> **Prompt**:
Please retype only the lines below that run from the one containing "of the tall" through the last line, both included, without altering a word.

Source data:
•••
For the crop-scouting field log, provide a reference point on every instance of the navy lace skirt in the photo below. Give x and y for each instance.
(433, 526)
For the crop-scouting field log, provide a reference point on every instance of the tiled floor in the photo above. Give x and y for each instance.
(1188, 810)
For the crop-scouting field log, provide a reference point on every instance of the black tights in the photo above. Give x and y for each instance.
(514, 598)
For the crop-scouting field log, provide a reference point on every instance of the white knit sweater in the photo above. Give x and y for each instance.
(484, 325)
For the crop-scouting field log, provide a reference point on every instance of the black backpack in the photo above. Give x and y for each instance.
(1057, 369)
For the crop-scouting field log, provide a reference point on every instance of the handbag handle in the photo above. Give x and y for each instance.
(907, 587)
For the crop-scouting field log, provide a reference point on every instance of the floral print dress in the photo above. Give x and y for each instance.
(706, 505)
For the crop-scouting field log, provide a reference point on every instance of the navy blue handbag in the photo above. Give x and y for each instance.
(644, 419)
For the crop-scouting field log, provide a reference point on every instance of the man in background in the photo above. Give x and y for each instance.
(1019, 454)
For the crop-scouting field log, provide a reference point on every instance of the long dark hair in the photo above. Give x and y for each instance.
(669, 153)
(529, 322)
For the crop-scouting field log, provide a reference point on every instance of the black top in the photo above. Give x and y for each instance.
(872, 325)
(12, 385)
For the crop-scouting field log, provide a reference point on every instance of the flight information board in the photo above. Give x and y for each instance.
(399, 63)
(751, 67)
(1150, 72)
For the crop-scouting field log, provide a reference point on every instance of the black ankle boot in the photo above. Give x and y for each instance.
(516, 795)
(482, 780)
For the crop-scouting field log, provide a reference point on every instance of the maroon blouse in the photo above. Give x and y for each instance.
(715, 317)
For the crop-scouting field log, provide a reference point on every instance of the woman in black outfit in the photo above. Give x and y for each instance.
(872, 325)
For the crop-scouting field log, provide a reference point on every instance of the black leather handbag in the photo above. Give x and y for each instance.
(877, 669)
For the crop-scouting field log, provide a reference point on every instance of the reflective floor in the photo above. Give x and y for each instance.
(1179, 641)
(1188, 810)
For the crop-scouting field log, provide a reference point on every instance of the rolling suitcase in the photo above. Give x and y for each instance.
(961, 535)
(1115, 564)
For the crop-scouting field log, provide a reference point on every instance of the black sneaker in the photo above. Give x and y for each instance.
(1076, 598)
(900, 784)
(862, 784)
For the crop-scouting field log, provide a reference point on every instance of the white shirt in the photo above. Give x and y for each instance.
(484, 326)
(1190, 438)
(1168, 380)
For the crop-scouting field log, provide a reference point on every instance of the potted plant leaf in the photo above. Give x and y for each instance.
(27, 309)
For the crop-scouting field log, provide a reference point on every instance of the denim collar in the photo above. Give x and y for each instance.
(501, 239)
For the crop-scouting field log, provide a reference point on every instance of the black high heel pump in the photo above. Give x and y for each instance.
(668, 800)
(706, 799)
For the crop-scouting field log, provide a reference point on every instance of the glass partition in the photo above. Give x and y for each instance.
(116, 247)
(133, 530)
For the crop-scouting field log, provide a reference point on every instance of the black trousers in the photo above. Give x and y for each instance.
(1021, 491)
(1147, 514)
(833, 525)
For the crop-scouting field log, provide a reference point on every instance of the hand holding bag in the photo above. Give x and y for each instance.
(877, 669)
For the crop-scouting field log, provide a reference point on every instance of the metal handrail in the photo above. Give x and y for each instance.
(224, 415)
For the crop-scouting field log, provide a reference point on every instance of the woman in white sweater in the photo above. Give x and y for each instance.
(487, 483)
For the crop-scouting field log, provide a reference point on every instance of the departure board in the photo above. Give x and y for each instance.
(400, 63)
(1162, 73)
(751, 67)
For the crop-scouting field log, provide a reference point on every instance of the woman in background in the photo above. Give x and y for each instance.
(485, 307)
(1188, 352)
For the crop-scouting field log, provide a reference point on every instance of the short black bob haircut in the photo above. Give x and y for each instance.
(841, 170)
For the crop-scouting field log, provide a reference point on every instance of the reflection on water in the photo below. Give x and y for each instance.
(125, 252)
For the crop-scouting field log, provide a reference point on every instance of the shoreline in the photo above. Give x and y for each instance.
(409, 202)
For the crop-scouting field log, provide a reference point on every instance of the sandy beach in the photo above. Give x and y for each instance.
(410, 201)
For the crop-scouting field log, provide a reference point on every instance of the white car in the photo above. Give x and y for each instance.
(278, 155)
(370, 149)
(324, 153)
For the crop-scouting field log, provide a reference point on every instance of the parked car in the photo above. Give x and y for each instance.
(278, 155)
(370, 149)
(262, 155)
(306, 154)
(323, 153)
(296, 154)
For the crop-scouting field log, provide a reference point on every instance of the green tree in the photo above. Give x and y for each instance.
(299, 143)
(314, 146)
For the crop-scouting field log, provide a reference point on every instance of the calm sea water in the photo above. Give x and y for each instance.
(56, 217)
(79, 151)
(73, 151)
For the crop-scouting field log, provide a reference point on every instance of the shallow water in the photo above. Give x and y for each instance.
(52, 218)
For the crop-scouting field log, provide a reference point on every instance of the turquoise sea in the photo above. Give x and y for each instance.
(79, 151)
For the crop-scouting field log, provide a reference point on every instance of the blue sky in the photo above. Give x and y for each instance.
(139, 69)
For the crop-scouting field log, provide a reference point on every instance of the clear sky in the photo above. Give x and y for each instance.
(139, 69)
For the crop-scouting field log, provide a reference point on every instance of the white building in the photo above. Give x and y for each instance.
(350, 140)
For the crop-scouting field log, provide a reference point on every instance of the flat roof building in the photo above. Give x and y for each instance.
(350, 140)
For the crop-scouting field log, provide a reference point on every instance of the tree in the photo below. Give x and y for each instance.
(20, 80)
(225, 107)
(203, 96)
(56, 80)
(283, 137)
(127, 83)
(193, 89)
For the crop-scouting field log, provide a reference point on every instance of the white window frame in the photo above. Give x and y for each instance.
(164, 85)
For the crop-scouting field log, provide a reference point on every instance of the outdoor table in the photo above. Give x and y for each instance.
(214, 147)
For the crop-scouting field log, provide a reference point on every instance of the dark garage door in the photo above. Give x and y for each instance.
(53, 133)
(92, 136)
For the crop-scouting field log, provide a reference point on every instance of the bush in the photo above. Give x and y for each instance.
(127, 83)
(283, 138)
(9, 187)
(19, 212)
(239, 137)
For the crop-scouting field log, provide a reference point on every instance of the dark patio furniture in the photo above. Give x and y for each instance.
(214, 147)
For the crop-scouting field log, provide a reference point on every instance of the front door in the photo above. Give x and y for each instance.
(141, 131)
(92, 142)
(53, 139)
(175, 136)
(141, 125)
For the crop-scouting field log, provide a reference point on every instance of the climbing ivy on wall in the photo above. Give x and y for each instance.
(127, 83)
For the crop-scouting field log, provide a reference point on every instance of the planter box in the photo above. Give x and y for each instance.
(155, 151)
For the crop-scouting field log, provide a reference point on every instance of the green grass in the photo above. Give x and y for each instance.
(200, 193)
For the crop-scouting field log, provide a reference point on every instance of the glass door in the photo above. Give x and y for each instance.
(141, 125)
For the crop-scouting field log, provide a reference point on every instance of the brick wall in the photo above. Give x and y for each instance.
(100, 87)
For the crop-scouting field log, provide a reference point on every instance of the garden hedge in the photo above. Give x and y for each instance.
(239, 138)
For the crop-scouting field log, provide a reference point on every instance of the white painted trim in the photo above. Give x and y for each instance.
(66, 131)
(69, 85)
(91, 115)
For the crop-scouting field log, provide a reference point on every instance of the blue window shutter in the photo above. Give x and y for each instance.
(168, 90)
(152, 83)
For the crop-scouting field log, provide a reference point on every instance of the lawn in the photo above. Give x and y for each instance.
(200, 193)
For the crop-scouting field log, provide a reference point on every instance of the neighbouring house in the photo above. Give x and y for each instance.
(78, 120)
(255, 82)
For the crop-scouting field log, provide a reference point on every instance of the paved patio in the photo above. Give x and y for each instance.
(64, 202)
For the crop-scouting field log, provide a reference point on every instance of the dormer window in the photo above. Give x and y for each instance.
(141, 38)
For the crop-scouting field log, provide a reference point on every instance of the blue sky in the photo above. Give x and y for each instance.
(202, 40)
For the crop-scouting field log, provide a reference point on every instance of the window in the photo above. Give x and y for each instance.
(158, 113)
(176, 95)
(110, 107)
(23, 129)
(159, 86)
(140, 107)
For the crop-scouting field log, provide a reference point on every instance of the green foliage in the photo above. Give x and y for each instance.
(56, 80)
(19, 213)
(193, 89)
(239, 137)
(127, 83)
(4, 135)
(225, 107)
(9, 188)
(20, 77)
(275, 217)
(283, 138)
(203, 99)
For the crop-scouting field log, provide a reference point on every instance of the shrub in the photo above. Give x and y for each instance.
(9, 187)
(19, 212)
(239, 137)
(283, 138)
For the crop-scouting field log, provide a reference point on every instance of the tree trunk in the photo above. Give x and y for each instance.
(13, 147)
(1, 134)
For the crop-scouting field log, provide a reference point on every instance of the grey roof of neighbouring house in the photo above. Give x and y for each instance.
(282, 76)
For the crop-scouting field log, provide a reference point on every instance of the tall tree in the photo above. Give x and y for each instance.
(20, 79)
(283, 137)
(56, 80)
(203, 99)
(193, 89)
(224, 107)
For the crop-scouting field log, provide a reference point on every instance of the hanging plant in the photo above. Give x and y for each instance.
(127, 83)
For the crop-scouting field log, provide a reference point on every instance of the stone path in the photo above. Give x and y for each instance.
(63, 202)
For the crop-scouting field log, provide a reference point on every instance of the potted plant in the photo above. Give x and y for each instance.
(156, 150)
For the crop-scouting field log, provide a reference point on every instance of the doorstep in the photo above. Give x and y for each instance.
•••
> **Response**:
For the crop-scouting field log, provide a reference point on every instance of the tall tree in the photo above. Give x and y for each instance.
(20, 79)
(283, 137)
(56, 80)
(203, 99)
(193, 89)
(224, 107)
For the crop-scouting field log, provide a reference point on every instance of the hanging plant in the photo above. Give x and y for each instance.
(127, 83)
For the crop-scouting field log, provide a reference point on every instance of the stone path in the photo above. Give x and y for each instance.
(63, 202)
For the crop-scouting field log, provide a reference point on every instance of the potted plant in the photo above. Give x and y for each instance.
(156, 150)
For the crop-scouting field log, provide a reference point on every instance of the doorstep in the photo above. Give x and y for each instance.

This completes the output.